REQUIRED ACTION
Look through the lines below; wherever the word "clicks" appears, copy that line.

RECORDS FOR THIS TASK

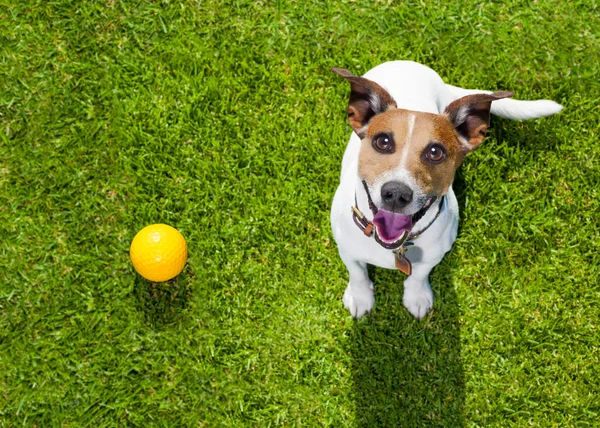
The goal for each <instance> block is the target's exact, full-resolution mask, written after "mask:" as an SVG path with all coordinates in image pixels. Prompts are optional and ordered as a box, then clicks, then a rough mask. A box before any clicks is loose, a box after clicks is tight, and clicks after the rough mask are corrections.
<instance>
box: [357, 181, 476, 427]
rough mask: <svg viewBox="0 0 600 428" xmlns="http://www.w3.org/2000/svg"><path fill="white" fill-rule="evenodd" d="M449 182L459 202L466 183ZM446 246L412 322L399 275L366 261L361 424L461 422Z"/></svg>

...

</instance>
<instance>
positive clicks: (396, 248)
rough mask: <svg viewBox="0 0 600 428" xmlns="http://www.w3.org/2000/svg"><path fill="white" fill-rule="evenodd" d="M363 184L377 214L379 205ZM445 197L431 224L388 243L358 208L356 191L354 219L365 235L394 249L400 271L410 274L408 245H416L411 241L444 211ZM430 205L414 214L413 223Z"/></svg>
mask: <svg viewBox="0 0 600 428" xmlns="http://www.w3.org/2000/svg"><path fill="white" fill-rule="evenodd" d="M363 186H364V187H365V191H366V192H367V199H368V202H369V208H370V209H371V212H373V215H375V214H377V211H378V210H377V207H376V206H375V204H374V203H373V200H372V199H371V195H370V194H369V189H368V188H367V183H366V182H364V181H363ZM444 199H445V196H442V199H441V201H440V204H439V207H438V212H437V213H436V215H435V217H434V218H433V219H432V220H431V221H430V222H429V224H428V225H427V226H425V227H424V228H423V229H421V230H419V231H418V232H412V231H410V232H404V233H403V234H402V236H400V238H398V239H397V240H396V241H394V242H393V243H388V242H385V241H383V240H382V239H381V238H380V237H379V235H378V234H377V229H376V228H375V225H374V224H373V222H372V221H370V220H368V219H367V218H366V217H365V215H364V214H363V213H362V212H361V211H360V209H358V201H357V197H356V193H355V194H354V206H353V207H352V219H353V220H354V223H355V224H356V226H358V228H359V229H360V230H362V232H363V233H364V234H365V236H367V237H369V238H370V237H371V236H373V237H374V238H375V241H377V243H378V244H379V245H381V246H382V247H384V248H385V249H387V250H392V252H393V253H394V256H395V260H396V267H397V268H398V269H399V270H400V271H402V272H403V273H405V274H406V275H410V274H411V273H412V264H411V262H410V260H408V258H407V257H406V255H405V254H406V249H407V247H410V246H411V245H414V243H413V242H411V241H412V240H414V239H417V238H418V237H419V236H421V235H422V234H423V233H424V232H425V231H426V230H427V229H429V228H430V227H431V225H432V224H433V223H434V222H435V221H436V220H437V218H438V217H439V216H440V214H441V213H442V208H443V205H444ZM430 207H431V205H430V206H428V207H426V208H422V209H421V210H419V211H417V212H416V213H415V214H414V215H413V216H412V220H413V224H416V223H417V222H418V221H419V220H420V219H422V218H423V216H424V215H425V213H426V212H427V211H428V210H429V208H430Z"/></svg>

FINISHED TASK
The goal for each <instance> block is the target's exact, full-resolution mask, written after "mask:" as an SVG path with all coordinates in image pixels. Prompts are optional and ordered as a box, then clicks, then a rough mask. A box before any clicks is loose, a box after clicks is tight, and clicks after the rough mask are corrections.
positive clicks: (396, 248)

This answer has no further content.